Update the stretch of data below from the line containing "Dear assistant, the user would like the red" through the line containing "[38,688,1344,785]" by replacing "person clapping" with "person cheering". Leave everything else unchanged.

·····

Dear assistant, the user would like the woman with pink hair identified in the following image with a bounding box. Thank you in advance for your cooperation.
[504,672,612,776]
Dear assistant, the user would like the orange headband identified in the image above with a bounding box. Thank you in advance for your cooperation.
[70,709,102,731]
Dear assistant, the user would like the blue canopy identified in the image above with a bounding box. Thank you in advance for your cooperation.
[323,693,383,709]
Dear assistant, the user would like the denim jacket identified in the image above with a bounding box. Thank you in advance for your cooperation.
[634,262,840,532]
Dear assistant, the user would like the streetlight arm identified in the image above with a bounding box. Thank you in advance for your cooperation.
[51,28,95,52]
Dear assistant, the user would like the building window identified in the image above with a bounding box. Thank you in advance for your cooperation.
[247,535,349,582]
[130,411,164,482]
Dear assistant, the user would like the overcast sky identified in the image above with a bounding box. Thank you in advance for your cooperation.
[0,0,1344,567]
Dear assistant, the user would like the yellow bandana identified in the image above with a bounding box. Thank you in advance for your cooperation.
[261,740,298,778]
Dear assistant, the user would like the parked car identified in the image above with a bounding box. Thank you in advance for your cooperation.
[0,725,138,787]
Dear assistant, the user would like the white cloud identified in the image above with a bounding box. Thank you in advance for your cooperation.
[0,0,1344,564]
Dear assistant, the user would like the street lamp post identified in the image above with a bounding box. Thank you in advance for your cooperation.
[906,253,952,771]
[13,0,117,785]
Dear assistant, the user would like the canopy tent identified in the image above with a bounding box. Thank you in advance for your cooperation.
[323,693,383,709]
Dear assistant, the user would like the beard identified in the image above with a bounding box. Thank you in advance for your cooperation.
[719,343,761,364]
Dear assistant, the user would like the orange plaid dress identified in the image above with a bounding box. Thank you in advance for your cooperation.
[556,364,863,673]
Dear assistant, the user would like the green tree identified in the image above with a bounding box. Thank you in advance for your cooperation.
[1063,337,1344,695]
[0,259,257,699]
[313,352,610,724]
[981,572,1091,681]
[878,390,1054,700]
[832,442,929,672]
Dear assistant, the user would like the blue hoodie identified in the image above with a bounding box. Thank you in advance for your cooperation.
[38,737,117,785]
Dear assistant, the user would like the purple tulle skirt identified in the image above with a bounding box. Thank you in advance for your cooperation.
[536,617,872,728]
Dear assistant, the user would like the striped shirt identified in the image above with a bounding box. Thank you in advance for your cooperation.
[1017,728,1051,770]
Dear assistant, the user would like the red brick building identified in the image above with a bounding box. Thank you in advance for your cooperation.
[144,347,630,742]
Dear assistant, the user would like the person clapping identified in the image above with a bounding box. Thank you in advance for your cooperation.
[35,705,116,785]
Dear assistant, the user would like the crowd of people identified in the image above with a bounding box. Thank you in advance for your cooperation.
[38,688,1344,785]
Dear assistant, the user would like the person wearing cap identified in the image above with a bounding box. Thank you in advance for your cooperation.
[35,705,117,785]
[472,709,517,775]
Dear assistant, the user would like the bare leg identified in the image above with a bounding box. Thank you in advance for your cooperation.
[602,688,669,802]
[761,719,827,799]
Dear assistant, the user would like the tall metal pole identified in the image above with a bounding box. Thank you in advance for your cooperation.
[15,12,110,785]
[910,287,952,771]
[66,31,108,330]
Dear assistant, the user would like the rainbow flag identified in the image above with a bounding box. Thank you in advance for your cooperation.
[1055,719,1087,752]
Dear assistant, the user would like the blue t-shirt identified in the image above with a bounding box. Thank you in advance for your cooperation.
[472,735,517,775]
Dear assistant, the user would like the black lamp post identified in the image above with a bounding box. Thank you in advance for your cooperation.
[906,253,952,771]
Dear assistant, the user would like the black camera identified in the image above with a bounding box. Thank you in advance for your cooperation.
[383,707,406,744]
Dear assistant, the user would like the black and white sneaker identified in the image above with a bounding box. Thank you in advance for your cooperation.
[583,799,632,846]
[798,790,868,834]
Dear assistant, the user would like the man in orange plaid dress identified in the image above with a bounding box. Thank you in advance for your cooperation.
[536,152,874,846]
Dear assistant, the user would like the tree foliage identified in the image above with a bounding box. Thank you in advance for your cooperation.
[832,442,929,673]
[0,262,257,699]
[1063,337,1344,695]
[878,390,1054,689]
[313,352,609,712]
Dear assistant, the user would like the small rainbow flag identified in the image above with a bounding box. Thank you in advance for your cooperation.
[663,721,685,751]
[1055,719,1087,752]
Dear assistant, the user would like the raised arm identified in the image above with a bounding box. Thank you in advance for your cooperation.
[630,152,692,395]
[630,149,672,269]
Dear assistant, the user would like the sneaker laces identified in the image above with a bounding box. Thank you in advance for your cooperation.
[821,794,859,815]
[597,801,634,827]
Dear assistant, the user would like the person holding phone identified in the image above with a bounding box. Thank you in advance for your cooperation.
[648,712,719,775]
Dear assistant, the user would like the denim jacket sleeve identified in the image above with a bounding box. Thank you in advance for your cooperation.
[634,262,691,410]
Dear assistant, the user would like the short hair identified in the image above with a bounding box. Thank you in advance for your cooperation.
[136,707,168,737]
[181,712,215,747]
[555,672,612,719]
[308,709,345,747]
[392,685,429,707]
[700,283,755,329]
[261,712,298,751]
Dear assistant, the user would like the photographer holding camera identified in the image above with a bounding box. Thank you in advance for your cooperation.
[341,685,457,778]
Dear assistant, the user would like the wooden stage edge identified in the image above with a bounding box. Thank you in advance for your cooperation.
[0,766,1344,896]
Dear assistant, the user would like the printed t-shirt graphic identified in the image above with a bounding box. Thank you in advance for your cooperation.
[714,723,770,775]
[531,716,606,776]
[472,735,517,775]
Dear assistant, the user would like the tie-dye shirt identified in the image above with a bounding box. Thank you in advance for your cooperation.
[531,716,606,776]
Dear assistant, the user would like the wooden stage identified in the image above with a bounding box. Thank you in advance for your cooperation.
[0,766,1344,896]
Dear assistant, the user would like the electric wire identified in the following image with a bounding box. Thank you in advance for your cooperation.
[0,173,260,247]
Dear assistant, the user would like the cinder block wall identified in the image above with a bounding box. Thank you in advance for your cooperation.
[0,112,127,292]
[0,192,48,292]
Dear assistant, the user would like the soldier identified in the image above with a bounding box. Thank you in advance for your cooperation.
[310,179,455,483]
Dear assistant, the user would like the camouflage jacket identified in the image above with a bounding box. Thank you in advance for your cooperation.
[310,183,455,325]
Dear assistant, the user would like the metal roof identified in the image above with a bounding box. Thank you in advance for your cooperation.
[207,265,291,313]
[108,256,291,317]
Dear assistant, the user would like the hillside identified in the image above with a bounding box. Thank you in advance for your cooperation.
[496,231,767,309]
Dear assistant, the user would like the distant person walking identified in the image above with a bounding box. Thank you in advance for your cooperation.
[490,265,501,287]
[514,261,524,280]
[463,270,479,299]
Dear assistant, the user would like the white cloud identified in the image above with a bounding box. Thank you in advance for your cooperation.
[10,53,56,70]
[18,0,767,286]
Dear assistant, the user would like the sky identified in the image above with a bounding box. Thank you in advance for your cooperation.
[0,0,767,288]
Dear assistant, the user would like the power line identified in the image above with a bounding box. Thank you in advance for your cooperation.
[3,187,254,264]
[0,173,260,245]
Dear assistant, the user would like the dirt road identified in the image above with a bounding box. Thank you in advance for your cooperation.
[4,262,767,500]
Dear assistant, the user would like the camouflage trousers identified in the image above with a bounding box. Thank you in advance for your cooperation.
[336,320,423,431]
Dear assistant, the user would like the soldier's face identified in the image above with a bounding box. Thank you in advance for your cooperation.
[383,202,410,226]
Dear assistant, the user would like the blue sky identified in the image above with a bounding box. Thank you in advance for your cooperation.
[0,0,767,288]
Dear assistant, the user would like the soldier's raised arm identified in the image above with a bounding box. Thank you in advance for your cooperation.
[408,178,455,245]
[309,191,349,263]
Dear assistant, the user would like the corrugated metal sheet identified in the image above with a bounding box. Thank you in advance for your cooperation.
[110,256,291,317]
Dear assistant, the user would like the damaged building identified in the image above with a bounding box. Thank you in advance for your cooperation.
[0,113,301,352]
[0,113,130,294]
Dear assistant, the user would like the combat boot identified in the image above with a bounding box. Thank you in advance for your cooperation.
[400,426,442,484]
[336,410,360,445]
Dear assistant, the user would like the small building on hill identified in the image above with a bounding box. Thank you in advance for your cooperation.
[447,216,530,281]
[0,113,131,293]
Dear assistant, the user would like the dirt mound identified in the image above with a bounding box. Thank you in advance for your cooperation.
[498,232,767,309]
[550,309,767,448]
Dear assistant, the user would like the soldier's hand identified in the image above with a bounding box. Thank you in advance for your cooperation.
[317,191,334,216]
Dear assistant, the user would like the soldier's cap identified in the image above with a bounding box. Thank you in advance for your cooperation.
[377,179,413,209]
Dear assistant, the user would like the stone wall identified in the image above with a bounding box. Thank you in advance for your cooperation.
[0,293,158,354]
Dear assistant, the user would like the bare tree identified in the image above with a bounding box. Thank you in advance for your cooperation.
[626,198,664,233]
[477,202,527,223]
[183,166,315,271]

·····

▸ ANSWER BELOW
Dear assistant, the user would like the red brick building identified in the image above with a bounding box. Thank you in advance for your cooperation.
[144,347,630,742]
Dear assistant, the user would like the person cheering identified in the image above with a bounding box. Thank you in advance for your cooperation.
[35,705,116,785]
Dear assistant, the user would like the crowd of people identified in the image above with a bounding box. Thank you in advance for your cooperation.
[38,688,1344,785]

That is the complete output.